[[ Selected text, beginning ]]
Listed Building – Grade II
- Official name: The Guildhall
- Designated: 18 August 2000
- Reference no.: 23943

= Llantrisant Guildhall =

Municipal Building in Llantrisant, Wales

Llantrisant Guildhall (Neuadd y Dref Llantrisant) is a municipal building on Castle Green, Llantrisant, Rhondda Cynon Taf, Wales. The structure, which is used as a visitor centre, is a Grade II listed building.

== History ==
A charter incorporating the borough was presented by the Lord of Glamorgan, Hugh le Despenser, Baron le Despenser, to the freemen of the town in 1346, and an early guildhall was erected on the north side of Castle Green at around that time. A school was established in the guildhall in 1739.

After the first guildhall became very dilapidated, the lady of the manor, Lady Charlotte Jane Windsor, agreed to provide financial support. The current building was commissioned by her husband, John Stuart, Lord Mount Stuart, who was styled, on the commemoration stone, as Baron Cardiff. The building was designed in the Georgian style, built using rubble masonry with a cement render finish and was completed in 1773. It formed one of four sides of the Market Square with stalls erected on the other three sides. The design of the building followed a rectangular layout, which narrowed at the east end. It was fenestrated by four segmental-headed sash windows with window sills on the north side, and there was a prominent porch at the west end. The porch, which was not rendered, featured a short flight of steps leading up to a segmental headed opening with voussoirs and iron gates, surmounted by a triangular pediment. Both the porch and the main structure were covered by a slate roof. Internally, the principal rooms were a corn exchange on the ground floor and a courtroom on the first floor.
[[ Selected text, end ]]
Tasks to perform.
1: Answer these questions using the text on Llantrisant Guildhall:
(a) What is the reference number of the listed building?
(b) In what year was a school established in the guildhall?
(c) What room was on the first floor of the current building?
2: Continue the text on Llantrisant Guildhall from its final sentence.
The material that comes next is separate from the text on Llantrisant Guildhall.
[[ Dataset excerpts, beginning ]]
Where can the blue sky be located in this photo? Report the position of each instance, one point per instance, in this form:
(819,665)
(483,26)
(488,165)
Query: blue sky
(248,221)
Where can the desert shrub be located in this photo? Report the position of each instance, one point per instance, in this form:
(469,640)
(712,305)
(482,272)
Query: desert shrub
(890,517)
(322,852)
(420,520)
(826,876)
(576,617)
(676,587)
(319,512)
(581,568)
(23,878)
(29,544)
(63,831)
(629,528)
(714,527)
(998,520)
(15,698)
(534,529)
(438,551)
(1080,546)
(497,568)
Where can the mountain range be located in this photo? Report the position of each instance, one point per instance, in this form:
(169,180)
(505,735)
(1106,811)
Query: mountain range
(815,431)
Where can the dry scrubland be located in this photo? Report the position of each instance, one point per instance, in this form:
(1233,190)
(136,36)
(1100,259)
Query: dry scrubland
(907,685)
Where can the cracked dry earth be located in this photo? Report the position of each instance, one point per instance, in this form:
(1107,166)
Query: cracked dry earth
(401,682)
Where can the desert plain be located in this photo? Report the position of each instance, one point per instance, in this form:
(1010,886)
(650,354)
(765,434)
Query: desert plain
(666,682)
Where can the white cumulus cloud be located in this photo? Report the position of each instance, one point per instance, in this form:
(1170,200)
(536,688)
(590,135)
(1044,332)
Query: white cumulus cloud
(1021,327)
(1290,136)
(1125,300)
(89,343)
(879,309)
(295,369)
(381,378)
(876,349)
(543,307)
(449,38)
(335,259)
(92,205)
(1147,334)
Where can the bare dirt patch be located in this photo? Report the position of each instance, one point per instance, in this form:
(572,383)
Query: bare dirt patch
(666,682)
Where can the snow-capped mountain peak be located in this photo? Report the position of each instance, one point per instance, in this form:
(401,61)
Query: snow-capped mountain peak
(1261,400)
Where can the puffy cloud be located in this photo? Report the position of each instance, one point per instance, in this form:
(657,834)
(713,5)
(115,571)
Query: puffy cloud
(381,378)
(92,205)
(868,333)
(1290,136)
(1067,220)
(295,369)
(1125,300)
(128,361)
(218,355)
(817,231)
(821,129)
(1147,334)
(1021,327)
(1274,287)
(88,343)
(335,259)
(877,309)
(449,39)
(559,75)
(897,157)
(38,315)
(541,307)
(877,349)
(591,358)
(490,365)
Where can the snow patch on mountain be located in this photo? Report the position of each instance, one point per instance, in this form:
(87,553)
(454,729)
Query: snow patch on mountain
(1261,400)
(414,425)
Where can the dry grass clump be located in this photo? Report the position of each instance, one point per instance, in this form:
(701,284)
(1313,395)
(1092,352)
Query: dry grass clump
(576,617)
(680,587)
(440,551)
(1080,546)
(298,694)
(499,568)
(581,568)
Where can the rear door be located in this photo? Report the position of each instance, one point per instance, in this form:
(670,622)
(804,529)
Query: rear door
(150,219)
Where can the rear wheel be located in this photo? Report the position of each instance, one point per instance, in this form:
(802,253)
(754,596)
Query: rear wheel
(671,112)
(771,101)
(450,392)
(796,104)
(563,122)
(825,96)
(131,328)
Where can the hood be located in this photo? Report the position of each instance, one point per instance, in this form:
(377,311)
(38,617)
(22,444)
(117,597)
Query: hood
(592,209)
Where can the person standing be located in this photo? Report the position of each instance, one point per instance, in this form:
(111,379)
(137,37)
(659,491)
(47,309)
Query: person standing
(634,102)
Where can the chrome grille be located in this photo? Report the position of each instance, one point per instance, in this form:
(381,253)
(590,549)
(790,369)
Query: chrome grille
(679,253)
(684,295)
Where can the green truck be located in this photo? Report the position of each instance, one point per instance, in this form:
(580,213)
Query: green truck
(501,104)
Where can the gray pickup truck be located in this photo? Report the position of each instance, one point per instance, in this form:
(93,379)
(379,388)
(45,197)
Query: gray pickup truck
[[ Dataset excerpts, end ]]
Activity answers.
1:
(a) 23943
(b) 1739
(c) A courtroom

2:
There was also a prison cell, for incarcerating petty criminals, in the basement, but the use of the prison cell was discontinued when a police station was established in Swan Street in 1840. The borough council, administered by a court leet which met in the courtroom, was abolished under the Municipal Corporations Act 1883. At that time the building remained in the ownership of John Crichton-Stuart, 3rd Marquess of Bute. The other assets of the borough were transferred to the newly formed Llantrisant Town Trust in 1889. The use of the ground floor room as a corn exchange declined significantly in the wake of the Great Depression of British Agriculture in the late 19th century, and that area was converted into a library and reading room in 1896.

A plaque to commemorate the life of the former Lord Mayor of London, Sir David Evans, who was born locally, was installed on the south wall of the building shortly after he died in 1907. Llantrisant & Llantwit Fardre Rural District Council, which had been established in 1894, acquired the building from the Crichton-Stuart family and sold it on to the Llantrisant Town Trust in 1956.

An extensive programme of restoration works, which involved converting the building into a visitor centre, was completed at a cost of £1.1 million, in 2019. Organisations providing financial support included the Heritage Lottery Fund, Cadw, the Garfield Weston Foundation and Llantrisant Community Council. Items placed on display include a silver ceremonial mace dating to the 17th century. The Prince of Wales and Duchess of Cornwall visited the guildhall to see the completed visitor centre in July 2021.